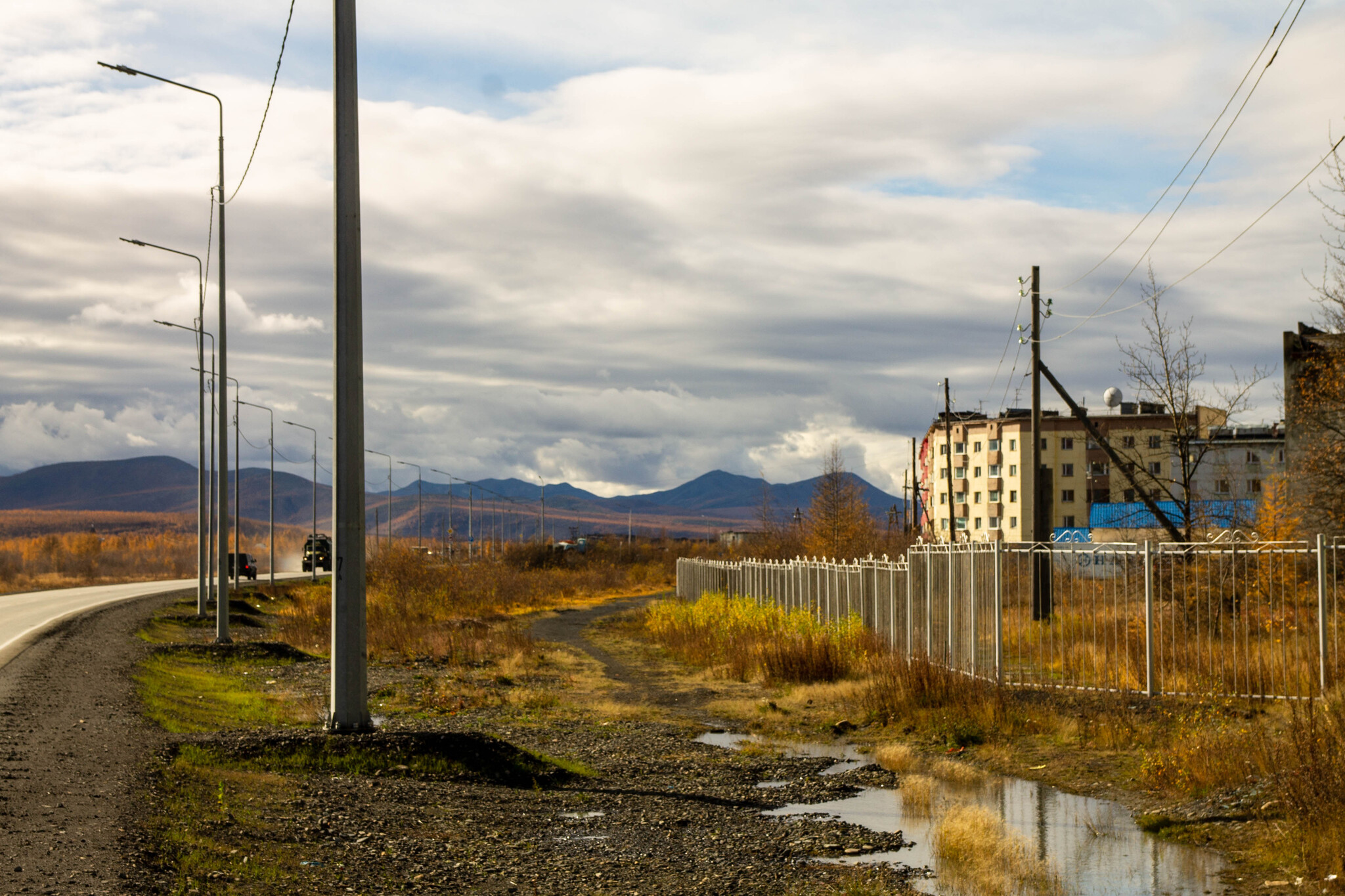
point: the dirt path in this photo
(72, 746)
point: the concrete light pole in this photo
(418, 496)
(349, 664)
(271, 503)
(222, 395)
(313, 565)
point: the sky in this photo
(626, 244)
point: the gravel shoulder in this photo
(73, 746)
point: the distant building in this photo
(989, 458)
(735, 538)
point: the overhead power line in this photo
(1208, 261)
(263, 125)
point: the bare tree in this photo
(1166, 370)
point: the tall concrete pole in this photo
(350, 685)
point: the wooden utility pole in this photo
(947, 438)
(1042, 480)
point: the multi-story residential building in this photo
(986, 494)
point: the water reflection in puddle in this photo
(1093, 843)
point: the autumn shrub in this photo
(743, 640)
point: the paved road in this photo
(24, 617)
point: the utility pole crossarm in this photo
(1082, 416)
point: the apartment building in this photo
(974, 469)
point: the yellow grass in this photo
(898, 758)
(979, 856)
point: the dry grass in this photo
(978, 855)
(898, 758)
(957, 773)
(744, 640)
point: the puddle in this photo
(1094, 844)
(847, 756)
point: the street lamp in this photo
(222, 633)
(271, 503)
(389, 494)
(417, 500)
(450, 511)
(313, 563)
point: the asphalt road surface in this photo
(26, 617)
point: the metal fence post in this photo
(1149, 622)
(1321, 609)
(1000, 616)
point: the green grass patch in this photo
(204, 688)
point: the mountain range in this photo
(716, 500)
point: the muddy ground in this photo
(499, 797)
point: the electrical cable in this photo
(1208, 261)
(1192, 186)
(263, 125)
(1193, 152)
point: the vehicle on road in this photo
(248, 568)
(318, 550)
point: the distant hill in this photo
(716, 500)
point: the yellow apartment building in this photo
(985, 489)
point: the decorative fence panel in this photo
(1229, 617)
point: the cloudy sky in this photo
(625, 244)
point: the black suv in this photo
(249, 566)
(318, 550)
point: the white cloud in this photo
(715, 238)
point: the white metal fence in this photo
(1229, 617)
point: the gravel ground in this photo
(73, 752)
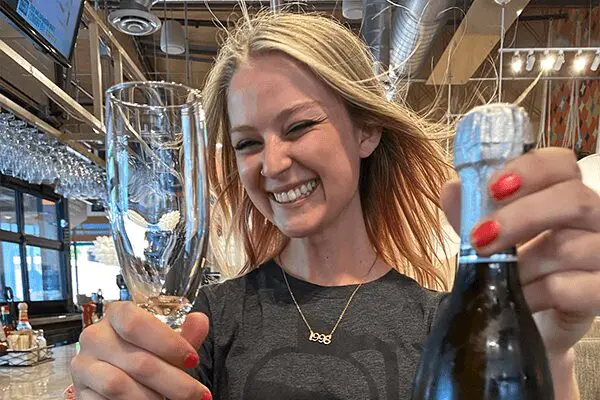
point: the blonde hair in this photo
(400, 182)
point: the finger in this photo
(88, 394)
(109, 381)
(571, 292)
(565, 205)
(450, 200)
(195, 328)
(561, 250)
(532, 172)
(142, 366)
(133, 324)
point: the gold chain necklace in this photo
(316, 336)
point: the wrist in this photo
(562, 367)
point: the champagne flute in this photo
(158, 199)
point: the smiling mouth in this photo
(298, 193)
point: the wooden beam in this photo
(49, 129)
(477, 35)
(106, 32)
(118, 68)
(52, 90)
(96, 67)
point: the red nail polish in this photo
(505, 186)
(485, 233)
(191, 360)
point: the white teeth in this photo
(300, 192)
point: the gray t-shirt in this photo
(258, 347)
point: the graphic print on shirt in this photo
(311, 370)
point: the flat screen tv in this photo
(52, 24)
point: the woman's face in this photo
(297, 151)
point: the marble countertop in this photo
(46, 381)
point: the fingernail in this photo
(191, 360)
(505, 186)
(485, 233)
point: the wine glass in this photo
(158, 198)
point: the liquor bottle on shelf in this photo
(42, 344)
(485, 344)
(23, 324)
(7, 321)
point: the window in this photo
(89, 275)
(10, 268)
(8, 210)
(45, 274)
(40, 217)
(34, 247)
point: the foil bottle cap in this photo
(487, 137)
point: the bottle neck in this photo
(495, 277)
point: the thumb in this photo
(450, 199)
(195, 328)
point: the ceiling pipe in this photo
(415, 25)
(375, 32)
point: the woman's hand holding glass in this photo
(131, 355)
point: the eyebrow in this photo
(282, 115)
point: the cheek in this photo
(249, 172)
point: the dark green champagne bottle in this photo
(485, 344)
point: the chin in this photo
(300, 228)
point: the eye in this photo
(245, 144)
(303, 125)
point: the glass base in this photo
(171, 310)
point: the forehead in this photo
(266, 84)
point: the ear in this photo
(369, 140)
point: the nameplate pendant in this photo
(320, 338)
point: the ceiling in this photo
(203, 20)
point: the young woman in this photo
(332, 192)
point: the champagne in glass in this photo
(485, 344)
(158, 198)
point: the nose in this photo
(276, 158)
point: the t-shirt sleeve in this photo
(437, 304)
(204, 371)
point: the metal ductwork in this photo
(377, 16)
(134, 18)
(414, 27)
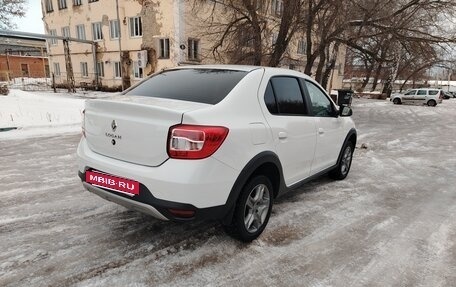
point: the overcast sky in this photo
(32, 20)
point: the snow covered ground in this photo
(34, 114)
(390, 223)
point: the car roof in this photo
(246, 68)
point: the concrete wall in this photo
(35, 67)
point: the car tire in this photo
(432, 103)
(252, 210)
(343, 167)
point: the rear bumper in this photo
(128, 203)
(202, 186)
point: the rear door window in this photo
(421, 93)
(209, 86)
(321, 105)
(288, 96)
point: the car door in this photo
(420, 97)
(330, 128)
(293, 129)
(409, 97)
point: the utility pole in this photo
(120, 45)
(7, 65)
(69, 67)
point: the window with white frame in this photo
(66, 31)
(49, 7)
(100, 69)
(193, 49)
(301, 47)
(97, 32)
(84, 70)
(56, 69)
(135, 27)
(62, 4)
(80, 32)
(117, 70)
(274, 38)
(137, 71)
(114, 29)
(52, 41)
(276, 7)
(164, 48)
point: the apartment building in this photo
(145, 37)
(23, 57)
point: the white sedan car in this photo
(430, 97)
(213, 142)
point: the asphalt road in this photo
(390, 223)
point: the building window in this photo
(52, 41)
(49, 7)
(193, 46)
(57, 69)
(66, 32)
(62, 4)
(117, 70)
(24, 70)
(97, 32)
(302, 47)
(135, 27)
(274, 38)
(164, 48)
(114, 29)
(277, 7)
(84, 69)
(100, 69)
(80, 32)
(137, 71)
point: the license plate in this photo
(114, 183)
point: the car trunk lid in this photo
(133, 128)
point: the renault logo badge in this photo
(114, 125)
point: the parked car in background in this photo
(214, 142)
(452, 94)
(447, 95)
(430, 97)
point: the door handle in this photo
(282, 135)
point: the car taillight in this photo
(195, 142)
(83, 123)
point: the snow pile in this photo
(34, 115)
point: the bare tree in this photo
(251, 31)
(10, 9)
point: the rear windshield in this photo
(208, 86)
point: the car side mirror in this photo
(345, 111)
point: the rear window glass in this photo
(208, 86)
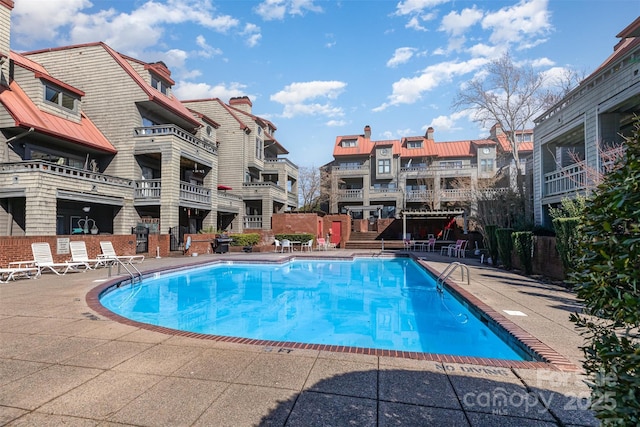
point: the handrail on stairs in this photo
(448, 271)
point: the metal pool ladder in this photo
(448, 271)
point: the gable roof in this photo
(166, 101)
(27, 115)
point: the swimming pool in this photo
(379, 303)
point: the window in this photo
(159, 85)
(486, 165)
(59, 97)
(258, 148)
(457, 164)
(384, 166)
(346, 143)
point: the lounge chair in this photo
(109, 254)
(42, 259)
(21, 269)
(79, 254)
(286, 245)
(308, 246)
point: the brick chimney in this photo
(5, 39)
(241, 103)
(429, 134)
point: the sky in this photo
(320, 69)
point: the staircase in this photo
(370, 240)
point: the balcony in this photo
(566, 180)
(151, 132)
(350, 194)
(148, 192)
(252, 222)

---

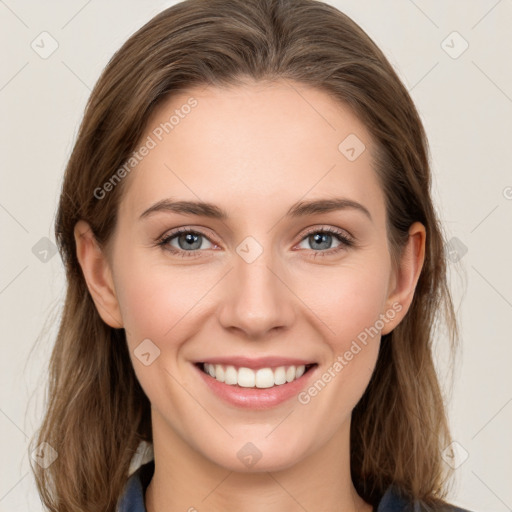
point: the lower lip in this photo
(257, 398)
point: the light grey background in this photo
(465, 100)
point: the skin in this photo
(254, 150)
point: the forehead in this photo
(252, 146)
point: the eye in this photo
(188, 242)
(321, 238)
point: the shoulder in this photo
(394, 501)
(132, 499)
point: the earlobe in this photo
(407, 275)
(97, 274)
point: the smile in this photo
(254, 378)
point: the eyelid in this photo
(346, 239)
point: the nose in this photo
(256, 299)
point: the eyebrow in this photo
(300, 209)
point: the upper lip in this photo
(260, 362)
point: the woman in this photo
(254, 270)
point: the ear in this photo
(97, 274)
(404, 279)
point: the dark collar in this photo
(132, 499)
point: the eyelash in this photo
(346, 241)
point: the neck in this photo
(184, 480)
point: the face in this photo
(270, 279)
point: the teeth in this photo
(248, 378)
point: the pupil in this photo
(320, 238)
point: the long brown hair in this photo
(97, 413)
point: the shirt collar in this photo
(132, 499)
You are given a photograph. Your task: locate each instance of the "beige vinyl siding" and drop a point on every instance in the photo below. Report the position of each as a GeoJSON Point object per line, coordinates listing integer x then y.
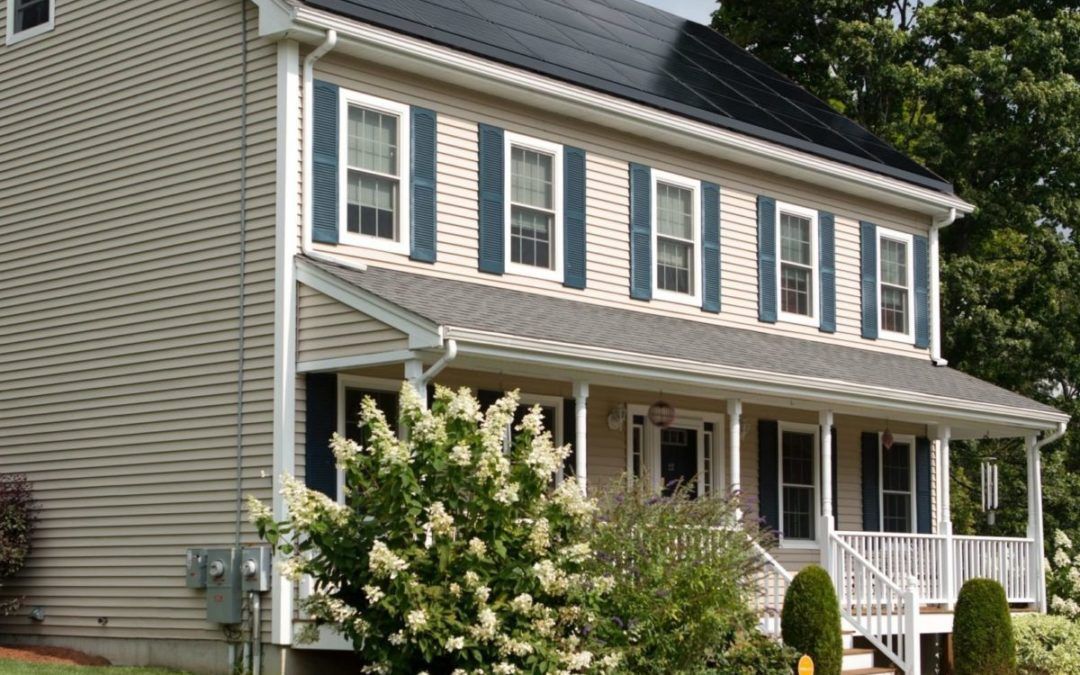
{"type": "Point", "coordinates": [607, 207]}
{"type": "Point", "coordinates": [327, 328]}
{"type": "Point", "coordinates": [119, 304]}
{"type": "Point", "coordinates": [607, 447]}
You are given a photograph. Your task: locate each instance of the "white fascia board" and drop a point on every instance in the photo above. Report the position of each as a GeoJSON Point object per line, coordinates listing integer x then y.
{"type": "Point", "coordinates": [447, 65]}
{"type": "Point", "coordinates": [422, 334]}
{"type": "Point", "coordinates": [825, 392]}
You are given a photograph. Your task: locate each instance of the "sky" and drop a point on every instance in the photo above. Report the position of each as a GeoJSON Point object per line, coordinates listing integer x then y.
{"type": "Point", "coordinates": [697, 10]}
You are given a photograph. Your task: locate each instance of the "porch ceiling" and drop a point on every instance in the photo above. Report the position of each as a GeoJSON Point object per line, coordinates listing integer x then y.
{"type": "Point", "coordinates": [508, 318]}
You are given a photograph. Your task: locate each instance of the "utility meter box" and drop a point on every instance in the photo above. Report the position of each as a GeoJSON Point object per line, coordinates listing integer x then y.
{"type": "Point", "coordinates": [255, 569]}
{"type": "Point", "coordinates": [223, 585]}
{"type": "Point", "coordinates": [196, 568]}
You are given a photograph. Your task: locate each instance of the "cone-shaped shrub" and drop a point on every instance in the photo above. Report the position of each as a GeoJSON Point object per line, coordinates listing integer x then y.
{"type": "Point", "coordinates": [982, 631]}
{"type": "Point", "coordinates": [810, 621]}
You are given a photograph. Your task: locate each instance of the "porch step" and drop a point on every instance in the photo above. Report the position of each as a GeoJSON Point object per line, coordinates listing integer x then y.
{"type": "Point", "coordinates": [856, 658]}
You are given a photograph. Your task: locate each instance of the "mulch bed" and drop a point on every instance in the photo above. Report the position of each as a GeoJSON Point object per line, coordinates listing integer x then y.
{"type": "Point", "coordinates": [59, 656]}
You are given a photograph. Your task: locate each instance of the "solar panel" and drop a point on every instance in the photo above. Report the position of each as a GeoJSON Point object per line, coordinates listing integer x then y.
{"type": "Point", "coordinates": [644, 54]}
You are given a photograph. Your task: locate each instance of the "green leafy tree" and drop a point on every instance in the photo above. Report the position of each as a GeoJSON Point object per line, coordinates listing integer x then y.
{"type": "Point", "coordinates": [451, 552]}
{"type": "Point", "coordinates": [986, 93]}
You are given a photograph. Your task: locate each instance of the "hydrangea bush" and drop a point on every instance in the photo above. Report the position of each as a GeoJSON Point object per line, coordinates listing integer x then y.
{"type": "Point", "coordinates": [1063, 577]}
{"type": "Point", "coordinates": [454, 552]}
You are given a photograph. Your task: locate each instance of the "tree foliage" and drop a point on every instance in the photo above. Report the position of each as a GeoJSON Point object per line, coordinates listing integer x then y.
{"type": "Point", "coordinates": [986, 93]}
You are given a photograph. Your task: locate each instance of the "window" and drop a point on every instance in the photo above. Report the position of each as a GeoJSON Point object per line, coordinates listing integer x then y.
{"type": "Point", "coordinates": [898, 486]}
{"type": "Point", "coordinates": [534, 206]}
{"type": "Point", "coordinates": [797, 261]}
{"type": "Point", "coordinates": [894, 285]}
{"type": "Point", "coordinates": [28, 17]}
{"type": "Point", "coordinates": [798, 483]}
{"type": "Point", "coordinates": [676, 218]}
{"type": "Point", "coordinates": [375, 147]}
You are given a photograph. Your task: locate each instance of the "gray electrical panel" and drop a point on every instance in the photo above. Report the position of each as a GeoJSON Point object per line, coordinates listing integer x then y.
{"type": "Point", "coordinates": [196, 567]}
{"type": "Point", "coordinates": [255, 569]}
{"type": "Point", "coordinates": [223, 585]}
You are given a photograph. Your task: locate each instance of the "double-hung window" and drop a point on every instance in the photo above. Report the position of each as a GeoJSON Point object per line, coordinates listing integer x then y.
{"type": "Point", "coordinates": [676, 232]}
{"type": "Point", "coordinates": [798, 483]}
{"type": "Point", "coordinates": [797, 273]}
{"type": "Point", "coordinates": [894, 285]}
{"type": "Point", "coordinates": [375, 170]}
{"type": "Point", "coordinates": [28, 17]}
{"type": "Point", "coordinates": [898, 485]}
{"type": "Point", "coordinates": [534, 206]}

_EXERCISE AIM_. Count the lines in the records above that contain the string "utility", matching case exactly, and reply with only that number.

_RESPONSE TO THIS EXERCISE_. 4